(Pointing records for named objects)
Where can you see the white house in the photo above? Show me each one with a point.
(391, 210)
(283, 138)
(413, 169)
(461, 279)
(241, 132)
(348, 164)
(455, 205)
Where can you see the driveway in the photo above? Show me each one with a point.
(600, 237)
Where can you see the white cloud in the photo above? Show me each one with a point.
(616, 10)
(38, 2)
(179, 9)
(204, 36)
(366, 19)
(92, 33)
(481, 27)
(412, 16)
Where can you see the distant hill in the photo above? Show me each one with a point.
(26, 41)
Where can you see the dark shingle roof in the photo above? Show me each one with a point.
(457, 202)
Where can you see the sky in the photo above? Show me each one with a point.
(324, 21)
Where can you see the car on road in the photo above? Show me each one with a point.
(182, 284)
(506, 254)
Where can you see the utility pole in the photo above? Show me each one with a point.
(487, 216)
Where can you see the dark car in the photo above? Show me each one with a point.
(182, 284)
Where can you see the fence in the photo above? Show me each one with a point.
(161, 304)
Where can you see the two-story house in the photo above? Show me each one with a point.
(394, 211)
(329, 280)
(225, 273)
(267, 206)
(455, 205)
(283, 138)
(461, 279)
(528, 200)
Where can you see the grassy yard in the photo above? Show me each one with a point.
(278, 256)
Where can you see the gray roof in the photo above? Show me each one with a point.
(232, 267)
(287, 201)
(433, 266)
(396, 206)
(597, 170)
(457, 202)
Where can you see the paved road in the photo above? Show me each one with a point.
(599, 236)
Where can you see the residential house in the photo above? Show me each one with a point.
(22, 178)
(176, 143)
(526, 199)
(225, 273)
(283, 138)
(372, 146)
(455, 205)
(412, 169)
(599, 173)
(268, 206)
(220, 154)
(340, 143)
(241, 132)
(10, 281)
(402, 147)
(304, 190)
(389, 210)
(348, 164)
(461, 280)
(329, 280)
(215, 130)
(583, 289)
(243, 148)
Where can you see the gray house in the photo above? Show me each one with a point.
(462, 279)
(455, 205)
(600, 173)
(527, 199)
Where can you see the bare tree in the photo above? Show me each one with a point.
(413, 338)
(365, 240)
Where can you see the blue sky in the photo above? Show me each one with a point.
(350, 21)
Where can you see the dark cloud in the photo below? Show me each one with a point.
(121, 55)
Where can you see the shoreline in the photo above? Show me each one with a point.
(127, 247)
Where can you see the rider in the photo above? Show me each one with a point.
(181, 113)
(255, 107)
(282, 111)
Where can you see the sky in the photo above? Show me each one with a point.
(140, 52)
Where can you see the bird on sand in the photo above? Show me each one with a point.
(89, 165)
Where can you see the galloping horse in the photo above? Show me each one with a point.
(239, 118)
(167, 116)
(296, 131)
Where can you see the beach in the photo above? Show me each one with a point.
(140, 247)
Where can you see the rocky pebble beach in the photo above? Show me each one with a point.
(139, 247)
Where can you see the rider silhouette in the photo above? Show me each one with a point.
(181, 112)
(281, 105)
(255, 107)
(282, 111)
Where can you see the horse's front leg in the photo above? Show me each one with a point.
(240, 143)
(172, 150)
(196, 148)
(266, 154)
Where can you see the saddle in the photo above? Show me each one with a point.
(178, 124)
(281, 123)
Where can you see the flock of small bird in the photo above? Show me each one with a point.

(Given exercise):
Set out every line of the listing above as a numbered list, omitting any blank lines.

(Completed task):
1. Where can you see the white house in the photo above? Show me each one with a point.
2. (391, 210)
3. (283, 138)
4. (413, 169)
5. (461, 279)
6. (241, 132)
7. (348, 164)
8. (455, 205)
9. Where can you see the driveway in the photo above? Show me each one with a point.
10. (600, 237)
11. Where can you see the white cloud in the photo above? Show me each one with a point.
12. (616, 10)
13. (38, 2)
14. (179, 9)
15. (204, 36)
16. (366, 19)
17. (92, 33)
18. (481, 27)
19. (412, 16)
20. Where can you see the distant hill in the photo above? Show me each one with a point.
21. (26, 41)
22. Where can you see the dark shingle roof in the photo above? Show me each one with a point.
23. (457, 202)
24. Where can you see the sky in the photo above? Show me each one with a point.
25. (324, 21)
26. Where can you see the car on road in the photo above? Show me each one with a point.
27. (182, 284)
28. (506, 254)
29. Where can you see the utility pole in the photo above? Show me each one with a point.
30. (487, 216)
31. Where can you see the dark car in the photo above? Show me each one with a point.
32. (182, 284)
33. Where can you see the fence in the photo above? Show me each one with a point.
34. (161, 304)
35. Where can you see the two-story house in the photo above? Show me each one with a point.
36. (394, 211)
37. (329, 280)
38. (225, 273)
39. (267, 206)
40. (455, 205)
41. (283, 138)
42. (461, 279)
43. (528, 200)
44. Where can you see the grassy yard in the photo above? Show me each one with a point.
45. (278, 256)
46. Where can you see the gray roof in the photo above? Show me each one with a point.
47. (232, 267)
48. (287, 201)
49. (433, 266)
50. (396, 206)
51. (597, 170)
52. (457, 202)
53. Where can you see the paved road in the photo above? Show me each one with a point.
54. (599, 236)
55. Where can you see the residential house in the photo above? Show me each one with a point.
56. (22, 178)
57. (176, 143)
58. (526, 199)
59. (225, 273)
60. (283, 138)
61. (372, 146)
62. (455, 205)
63. (412, 169)
64. (599, 173)
65. (268, 206)
66. (220, 154)
67. (340, 143)
68. (241, 132)
69. (10, 281)
70. (402, 147)
71. (304, 190)
72. (389, 210)
73. (348, 164)
74. (461, 280)
75. (329, 280)
76. (215, 130)
77. (583, 289)
78. (243, 148)
79. Where can you see the gray house in the photo above? Show me each one with a point.
80. (462, 279)
81. (455, 205)
82. (600, 173)
83. (527, 199)
84. Where can you see the bare tree in the photo above? Show me each one with a point.
85. (413, 338)
86. (365, 240)
87. Where can you see the blue sky in the photo above? Show me each one with a point.
88. (350, 21)
89. Where can you see the dark cloud in the photo below? Show me each one with a point.
90. (121, 55)
91. Where can you see the shoreline in the photo above? Show me each one with a point.
92. (127, 247)
93. Where can you see the rider in the photo above? Show me each one with a point.
94. (181, 113)
95. (255, 107)
96. (282, 111)
97. Where can you see the sky in the photo above? Show me each one with a point.
98. (140, 52)
99. Where can you see the bird on sand in the photo above? Show me each one with a point.
100. (89, 165)
101. Where can you see the galloping horse in the photo above? Show me each one with a point.
102. (239, 118)
103. (167, 116)
104. (296, 131)
105. Where can you see the beach in the photo above? Show me each one with a point.
106. (140, 247)
107. Where can you see the rocky pebble beach in the photo above? Show me each one with a point.
108. (139, 247)
109. Where can you see the rider silhouette in the photo above? Show me each one with a point.
110. (181, 112)
111. (281, 105)
112. (255, 107)
113. (282, 111)
114. Where can you see the horse's front leg in the photo above? Show me each one with a point.
115. (240, 143)
116. (172, 150)
117. (196, 148)
118. (266, 154)
119. Where can you see the saddle in the photo above? Show me each one with a point.
120. (178, 124)
121. (281, 123)
122. Where can you see the flock of small bird in the photo above? Show me each one with a point.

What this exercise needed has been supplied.